[Rows of box annotation data]
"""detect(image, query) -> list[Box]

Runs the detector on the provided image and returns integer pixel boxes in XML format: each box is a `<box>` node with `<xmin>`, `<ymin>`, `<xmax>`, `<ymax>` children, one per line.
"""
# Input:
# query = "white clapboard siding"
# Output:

* * *

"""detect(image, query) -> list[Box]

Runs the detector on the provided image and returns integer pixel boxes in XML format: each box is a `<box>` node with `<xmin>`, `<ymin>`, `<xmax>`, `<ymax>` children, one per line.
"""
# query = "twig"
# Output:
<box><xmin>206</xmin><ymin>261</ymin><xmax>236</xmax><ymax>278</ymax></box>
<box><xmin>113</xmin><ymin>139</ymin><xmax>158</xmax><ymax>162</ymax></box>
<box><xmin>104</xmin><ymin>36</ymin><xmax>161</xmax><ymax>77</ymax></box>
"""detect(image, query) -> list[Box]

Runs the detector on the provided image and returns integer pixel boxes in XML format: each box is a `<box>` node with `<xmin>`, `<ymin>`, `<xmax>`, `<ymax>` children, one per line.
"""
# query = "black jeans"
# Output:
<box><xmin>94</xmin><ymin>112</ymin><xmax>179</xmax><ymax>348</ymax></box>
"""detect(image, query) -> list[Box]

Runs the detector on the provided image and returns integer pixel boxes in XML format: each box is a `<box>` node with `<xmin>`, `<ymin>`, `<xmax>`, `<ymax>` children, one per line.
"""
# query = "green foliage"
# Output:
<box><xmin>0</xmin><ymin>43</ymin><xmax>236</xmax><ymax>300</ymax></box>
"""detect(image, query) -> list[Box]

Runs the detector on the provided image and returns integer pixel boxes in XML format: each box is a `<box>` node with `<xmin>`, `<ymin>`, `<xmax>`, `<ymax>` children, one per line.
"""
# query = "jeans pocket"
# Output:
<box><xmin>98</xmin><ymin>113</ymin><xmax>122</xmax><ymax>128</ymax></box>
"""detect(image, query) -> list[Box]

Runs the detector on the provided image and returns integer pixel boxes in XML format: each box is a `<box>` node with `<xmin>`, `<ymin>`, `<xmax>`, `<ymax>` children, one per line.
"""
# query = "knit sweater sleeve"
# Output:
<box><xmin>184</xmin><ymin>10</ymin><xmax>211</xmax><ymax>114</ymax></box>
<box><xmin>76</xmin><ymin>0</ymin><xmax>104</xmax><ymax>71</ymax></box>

==

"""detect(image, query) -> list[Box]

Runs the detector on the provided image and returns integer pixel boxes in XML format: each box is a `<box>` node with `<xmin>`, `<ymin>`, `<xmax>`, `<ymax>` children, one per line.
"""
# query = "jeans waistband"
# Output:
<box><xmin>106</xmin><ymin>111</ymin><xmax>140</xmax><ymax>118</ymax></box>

**Requirements:** Find every line in the records above that contains the string "jeans" and copy each one out, treating uppercase and lowercase as different.

**Output of the task:**
# query = "black jeans"
# query = "jeans pocket"
# query = "jeans waistband"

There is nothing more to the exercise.